EXCERPT TO READ
*** Block opens ***

Italian theologian and jurist (1737–1827)

Pietro Tamburini (1 January 1737 – 14 March 1827) was an Italian theologian and jurist. He openly espoused Jansenism as a university professor.

==Biography==
Pietro was born in Brescia and was educated by local priest, including the Dominican friar Pavoni, and later at seminary, by the Theatine father Scarella, who had Jansenist leanings. Tamburini was ordained a priest in 1760. Under the patronage of the Bishop of Brescia, later Cardinal, Giovanni Molin, he was appointed professor of metaphysics at the Brescian episcopal seminary. In 1771, he published a treatise on grace, De summa catholicae de gratia Christi doctrinae praestantia, utilitate, necessitate, dissertatio cum thesibus de variis humanae naturae statibus et de gratia Christi, in which he attacked the Jesuits. Initially published in Brescia, it was reprinted in Rome in 1773 and Florence in 1776, later throughout Europe. Bishop Molin under pressure by the Jesuits, by the local parish priests and by his own vicar general, dismissed Tamburini from his chair at the end of 1772.

*** Block closes ***

DATA EXTRACTS
*** Block opens ***

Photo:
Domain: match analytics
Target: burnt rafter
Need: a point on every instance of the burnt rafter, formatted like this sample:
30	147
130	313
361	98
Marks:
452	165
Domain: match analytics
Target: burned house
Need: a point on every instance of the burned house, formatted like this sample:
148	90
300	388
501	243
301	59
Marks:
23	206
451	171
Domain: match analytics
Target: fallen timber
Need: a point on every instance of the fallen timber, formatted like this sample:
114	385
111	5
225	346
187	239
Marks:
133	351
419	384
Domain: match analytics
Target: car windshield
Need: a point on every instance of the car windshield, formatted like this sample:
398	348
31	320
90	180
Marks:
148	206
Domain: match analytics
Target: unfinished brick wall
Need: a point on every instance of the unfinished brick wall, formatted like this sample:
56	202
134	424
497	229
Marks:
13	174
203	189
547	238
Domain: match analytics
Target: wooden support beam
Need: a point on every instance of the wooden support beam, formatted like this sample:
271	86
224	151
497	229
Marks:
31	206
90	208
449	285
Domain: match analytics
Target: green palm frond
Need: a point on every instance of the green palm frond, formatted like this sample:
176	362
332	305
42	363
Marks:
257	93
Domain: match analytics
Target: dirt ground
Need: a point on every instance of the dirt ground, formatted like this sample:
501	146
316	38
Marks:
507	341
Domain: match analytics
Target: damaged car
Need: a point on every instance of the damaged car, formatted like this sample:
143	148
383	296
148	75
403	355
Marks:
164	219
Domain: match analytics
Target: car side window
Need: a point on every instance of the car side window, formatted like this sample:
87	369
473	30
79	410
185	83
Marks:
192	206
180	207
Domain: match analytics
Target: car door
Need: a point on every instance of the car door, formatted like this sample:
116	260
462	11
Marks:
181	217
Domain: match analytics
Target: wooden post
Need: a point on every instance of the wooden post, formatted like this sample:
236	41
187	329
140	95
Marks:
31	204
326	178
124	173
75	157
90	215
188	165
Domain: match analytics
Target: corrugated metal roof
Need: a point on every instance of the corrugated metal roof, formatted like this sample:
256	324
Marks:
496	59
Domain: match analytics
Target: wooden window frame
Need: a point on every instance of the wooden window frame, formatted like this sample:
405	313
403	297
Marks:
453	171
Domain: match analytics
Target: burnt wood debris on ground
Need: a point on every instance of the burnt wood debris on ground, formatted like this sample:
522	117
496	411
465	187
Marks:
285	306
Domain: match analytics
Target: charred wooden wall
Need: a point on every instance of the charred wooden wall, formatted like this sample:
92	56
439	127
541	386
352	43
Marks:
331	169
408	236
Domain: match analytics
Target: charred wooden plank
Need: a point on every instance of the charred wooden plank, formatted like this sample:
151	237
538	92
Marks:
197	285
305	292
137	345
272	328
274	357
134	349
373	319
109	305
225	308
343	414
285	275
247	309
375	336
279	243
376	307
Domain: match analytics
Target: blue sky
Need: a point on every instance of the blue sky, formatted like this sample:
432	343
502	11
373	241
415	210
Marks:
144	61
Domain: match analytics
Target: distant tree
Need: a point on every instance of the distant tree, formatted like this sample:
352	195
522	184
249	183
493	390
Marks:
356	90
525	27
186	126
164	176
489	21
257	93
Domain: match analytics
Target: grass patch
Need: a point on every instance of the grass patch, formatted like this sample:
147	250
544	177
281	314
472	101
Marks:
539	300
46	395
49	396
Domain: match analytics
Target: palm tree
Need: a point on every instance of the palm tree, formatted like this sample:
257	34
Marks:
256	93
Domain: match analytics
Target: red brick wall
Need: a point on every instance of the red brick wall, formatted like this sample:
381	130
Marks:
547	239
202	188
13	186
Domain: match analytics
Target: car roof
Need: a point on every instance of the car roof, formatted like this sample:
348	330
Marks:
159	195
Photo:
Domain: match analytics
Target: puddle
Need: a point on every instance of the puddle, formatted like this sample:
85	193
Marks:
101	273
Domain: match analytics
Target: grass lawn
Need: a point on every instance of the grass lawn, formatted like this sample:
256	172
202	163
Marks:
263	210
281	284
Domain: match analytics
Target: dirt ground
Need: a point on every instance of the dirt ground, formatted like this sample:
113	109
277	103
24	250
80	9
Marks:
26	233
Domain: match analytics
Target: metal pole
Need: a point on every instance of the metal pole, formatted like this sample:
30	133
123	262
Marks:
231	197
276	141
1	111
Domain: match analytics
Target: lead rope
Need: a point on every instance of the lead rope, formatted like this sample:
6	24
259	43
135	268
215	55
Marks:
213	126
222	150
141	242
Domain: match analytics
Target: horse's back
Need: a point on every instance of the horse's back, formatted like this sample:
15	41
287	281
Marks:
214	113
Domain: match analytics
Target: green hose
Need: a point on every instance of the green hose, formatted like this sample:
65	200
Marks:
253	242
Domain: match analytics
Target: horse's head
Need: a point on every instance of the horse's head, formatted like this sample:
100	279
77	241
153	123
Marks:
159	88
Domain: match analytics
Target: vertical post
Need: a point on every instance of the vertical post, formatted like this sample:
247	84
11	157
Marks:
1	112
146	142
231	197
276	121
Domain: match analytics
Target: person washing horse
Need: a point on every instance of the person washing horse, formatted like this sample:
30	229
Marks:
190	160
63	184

*** Block closes ***

WORK ORDER A
Translate this sentence from the excerpt on Pietro Tamburini into Spanish: "Tamburini was ordained a priest in 1760."
WORK ORDER B
Answer these questions using the excerpt on Pietro Tamburini.
(i) In what city was Tamburini born?
(ii) What subject was he appointed to teach at the Brescian episcopal seminary?
(iii) In what year did he publish his treatise on grace?

REPLY A
Tamburini fue ordenado sacerdote en 1760.

REPLY B
(i) Brescia
(ii) Metaphysics
(iii) 1771